Continue the piece below about Gretchen Whitmer's East Lansing dinner and coronavirus restrictions, starting right after its last sentence.

──────── TEXT BLOCK

Did you hear the news? Michigan governor Gretchen Whitmer broke the virus rules!
No, it’s not about that time her husband tried to use her position to get their boat in the water earlier over Memorial Day. Or that time Whitmer flew to Florida right before warning the public that traveling to Florida was dangerous because of all the virus variants it could spread. Or that time Whitmer ignored all her own social distancing decrees to join the ‘racial reckoning’ over George Floyd.
Nope, this time Whitmer is in trouble because she met a dozen friends for dinner at a bar in East Lansing. That violated Whitmer’s order to cap dinner groups at a maximum of six people, and her other order that tables be spaced out.
Whitmer has trotted out to do the usual fake penance.
‘Because we were all vaccinated, we didn’t stop to think about it,’ she said. ‘In retrospect, I should have thought about it. I am human. I made a mistake and I apologize.’ Translation: ‘Ugh, you got me, can I take the L and move on, perchance?’
Okay, Cockburn has to ask: isn’t everybody bored with these by now? We’re 14 months into coronavirus by now, so we know a few things. We know that none of these social distancing rules really matter that much. Florida and Texas were more lax than Michigan and it didn’t matter; Michigan’s greater neuroticism per capita didn’t save it from having more deaths per capita as well.
And we definitely know that powerful people don’t give a hoot about actually following these rules. All the way back in April 2020 Chicago mayor Lori Lightfoot was defending her special haircut privileges on the grounds she was the ‘public face’ of the city. Denver’s mayor flew to Mississippi for Thanksgiving after telling the hoi polloi to stay home. California governor Gavin Newsom dined lavishly at the French Laundry. When caught, he insisted the dinner was outside and therefore acceptable. When photos came out revealing otherwise, he…well, he didn’t have to do anything, because California is a one-party state and come on, what are they gonna do, recall him?
Of course, the biggest reveal that coronavirus restrictions were phony was last summer’s hiatus on restrictions for the sake of ‘racial justice’. The powers that be may want Cockburn to forget when a bunch of epidemiologists declared that ‘opposition to racism [is] vital to the public health’ and overrides infectious disease concerns, but his memory is remarkably good when paired with Bing.

────────────────
──────── DATA TO EXAMINE

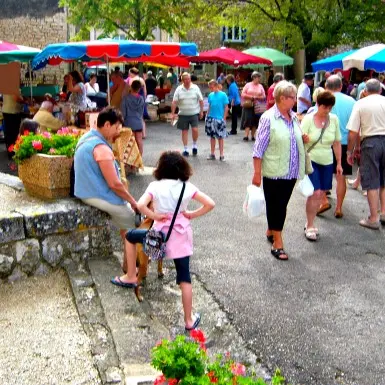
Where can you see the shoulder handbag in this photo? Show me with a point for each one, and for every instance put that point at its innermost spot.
(260, 106)
(308, 166)
(248, 103)
(154, 243)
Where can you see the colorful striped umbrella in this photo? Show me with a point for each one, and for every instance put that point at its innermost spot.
(109, 50)
(277, 57)
(228, 56)
(366, 58)
(12, 52)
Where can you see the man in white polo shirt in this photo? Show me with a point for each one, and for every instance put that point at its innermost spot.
(189, 99)
(368, 116)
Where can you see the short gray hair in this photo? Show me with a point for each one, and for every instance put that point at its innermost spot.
(333, 83)
(373, 86)
(284, 88)
(47, 105)
(278, 77)
(256, 74)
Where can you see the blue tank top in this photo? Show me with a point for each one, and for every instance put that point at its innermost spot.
(89, 180)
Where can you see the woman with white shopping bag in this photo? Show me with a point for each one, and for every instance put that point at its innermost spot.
(322, 130)
(279, 158)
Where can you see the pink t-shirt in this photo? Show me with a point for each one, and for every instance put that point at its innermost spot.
(165, 194)
(253, 90)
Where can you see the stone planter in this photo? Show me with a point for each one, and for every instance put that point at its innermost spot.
(46, 176)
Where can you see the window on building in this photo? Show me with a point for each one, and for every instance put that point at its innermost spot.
(233, 34)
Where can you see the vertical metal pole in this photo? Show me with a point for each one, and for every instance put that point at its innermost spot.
(108, 82)
(30, 79)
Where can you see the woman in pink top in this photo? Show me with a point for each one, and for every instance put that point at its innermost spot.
(252, 91)
(171, 173)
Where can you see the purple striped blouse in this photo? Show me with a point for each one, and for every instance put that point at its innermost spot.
(263, 139)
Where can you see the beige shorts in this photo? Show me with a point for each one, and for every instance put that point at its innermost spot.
(122, 216)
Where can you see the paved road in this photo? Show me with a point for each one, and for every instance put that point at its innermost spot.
(319, 317)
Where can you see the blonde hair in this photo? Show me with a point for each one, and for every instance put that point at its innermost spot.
(316, 92)
(284, 88)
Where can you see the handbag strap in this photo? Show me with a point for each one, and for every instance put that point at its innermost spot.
(175, 212)
(320, 137)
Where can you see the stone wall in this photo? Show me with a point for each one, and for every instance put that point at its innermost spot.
(34, 23)
(36, 239)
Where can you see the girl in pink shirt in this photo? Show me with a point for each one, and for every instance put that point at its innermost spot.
(254, 92)
(171, 173)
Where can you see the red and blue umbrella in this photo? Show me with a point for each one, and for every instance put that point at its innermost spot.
(366, 58)
(109, 50)
(16, 53)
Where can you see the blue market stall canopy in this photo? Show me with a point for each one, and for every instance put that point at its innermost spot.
(112, 51)
(367, 58)
(16, 53)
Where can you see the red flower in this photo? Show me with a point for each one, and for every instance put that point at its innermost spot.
(238, 369)
(160, 380)
(37, 145)
(211, 376)
(198, 336)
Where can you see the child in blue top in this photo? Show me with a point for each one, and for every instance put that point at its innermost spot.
(215, 126)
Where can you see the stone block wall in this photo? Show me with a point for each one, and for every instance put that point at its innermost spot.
(35, 23)
(36, 239)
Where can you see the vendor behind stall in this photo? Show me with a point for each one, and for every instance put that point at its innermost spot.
(77, 88)
(45, 118)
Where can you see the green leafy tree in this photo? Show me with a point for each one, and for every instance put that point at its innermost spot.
(312, 25)
(137, 19)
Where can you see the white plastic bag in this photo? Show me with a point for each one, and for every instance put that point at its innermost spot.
(254, 203)
(305, 187)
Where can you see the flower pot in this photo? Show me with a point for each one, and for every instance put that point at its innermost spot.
(46, 176)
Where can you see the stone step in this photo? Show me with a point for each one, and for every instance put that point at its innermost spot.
(134, 326)
(137, 327)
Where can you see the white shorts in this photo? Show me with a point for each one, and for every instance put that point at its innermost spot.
(122, 216)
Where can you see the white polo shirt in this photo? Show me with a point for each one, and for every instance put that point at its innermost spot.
(188, 99)
(303, 92)
(368, 115)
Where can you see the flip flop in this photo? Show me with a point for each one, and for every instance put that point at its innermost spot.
(118, 282)
(277, 254)
(323, 208)
(370, 225)
(195, 324)
(338, 214)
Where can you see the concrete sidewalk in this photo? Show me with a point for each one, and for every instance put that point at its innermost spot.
(320, 317)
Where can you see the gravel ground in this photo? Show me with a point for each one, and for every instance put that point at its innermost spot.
(11, 199)
(41, 338)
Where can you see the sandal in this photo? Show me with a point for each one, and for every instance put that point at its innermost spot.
(369, 225)
(195, 324)
(277, 253)
(311, 234)
(338, 214)
(323, 208)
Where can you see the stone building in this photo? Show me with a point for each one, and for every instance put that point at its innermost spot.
(35, 23)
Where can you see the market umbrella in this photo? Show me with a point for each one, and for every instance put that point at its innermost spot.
(277, 57)
(331, 63)
(228, 56)
(366, 58)
(109, 50)
(12, 52)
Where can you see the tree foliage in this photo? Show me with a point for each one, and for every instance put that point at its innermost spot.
(137, 19)
(312, 25)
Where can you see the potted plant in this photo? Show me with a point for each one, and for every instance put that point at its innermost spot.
(184, 361)
(44, 162)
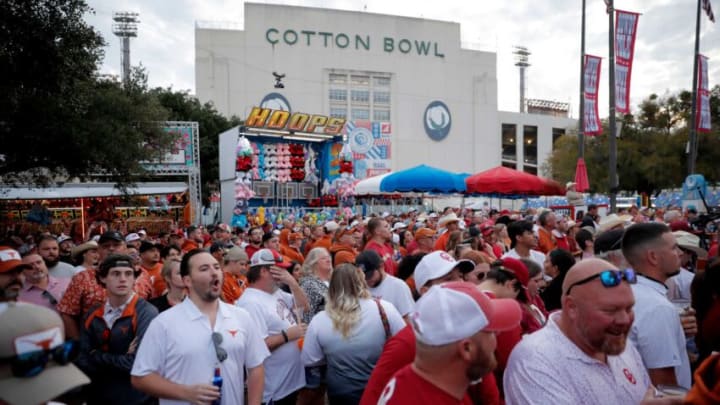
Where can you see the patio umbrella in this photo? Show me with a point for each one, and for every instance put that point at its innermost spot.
(507, 182)
(581, 180)
(423, 179)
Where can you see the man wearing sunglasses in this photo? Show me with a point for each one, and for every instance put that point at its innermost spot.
(184, 345)
(653, 252)
(582, 355)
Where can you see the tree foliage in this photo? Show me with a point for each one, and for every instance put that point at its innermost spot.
(650, 151)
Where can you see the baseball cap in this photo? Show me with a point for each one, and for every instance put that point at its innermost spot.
(235, 254)
(111, 235)
(10, 259)
(268, 257)
(456, 310)
(31, 328)
(437, 264)
(368, 261)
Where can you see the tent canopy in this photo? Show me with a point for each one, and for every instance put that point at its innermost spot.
(83, 190)
(423, 179)
(505, 181)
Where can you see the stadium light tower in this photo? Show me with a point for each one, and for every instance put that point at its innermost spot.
(125, 27)
(521, 60)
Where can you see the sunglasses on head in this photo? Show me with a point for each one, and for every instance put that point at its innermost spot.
(33, 363)
(219, 351)
(608, 278)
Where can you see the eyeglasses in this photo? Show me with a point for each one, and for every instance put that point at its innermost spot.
(49, 297)
(33, 363)
(219, 351)
(608, 278)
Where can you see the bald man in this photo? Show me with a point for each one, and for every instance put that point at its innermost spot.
(582, 355)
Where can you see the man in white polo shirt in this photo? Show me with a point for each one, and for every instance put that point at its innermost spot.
(184, 345)
(582, 355)
(274, 312)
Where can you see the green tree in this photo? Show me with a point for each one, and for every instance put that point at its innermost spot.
(58, 121)
(185, 107)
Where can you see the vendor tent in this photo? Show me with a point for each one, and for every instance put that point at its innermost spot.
(508, 182)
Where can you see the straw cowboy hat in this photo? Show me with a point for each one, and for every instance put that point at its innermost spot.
(451, 217)
(691, 242)
(612, 221)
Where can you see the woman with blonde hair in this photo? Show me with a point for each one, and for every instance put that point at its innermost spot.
(349, 335)
(316, 272)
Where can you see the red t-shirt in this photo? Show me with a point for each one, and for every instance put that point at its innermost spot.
(399, 352)
(408, 388)
(386, 253)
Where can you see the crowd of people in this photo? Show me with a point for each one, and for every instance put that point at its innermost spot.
(449, 307)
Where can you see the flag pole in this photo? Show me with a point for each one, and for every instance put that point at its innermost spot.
(581, 120)
(693, 140)
(612, 161)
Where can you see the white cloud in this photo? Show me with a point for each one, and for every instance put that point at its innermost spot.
(550, 29)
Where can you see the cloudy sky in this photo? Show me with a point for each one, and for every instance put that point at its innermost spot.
(550, 29)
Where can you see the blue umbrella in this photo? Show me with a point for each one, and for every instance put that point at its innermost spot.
(423, 179)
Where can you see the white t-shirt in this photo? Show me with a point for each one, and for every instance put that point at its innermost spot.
(178, 346)
(396, 292)
(548, 368)
(350, 361)
(657, 332)
(273, 313)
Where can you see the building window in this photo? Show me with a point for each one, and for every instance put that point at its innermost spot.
(508, 142)
(381, 97)
(336, 112)
(360, 96)
(338, 95)
(360, 114)
(557, 133)
(381, 115)
(530, 145)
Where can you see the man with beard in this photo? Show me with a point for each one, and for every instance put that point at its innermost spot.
(454, 325)
(274, 312)
(653, 252)
(49, 249)
(11, 265)
(582, 355)
(40, 288)
(202, 336)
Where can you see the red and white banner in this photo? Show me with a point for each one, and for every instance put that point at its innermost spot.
(625, 30)
(702, 116)
(591, 83)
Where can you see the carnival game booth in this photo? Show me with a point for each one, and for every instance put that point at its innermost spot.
(73, 207)
(264, 169)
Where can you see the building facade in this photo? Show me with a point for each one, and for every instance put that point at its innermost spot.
(410, 93)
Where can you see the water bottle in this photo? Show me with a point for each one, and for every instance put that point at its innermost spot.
(217, 381)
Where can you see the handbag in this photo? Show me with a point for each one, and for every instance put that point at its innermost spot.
(383, 318)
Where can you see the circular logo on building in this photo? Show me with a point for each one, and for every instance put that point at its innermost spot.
(275, 101)
(437, 120)
(361, 140)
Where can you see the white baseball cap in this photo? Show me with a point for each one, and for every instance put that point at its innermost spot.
(437, 264)
(456, 310)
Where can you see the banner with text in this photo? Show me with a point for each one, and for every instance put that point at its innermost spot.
(625, 30)
(702, 116)
(591, 84)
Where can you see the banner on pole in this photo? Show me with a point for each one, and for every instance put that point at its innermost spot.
(591, 83)
(702, 117)
(625, 30)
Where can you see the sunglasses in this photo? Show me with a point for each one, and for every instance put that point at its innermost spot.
(608, 278)
(33, 363)
(219, 351)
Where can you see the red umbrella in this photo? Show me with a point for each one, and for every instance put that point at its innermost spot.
(581, 181)
(505, 181)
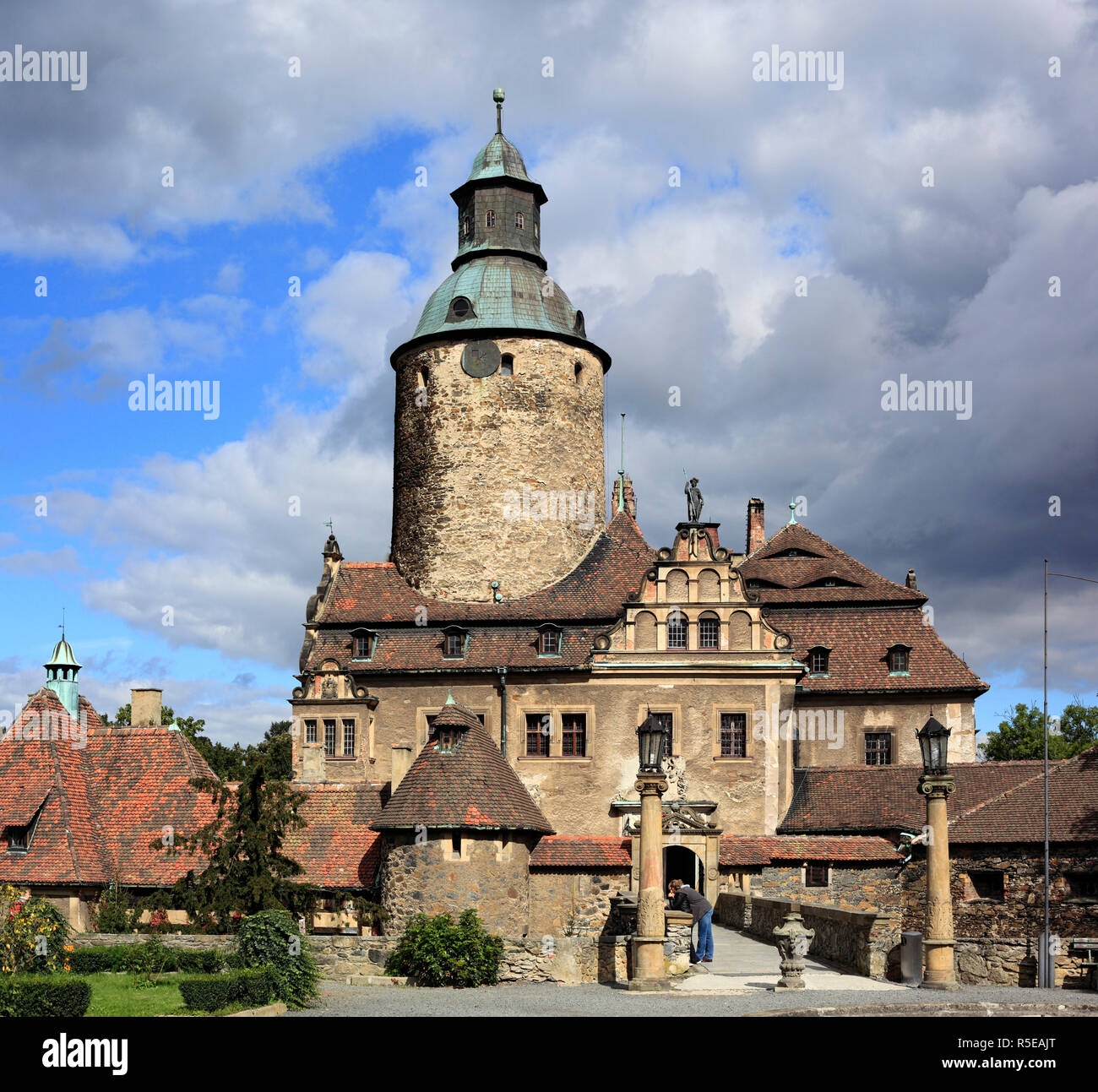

────────────────

■ EXERCISE OUTPUT:
By now, we all know what the remaining coronavirus restrictions are about. They certainly aren’t based on sound public health assessments, or preventing a crush of cases (Cases! Oh my God, cases! Have you seen the new cases?!?! Cases!!!) from swamping hospitals. They’re just a political requirement. They placate the most neurotic, most hypochondriac, most white members of the Democratic coalition. Some of them are still masking up every day, even outdoors, even after getting a vaccine. Some of them probably haven’t been outside in a year and are still sterilizing their mail, yet still feel very strongly that maximum effort is needed to stop the virus, and if you disagree, then just wait two weeks for the 27th time.
On the flipside, of course, restrictions are needed to show what leaders are not. If Whitmer gets rid of all restrictions and returns life to normal, she might as well just be Ron DeSantis, except the leader of a less prosperous, shrinking state, which still managed to have more coronavirus deaths.
So in short, coronavirus restrictions exist so that shrill harpies on the left won’t scream at Whitmer on Twitter — and so nobody will think she’s ‘giving in’ to the bad Trump people’s denial of the virus. Why not leave her to suffer in peace?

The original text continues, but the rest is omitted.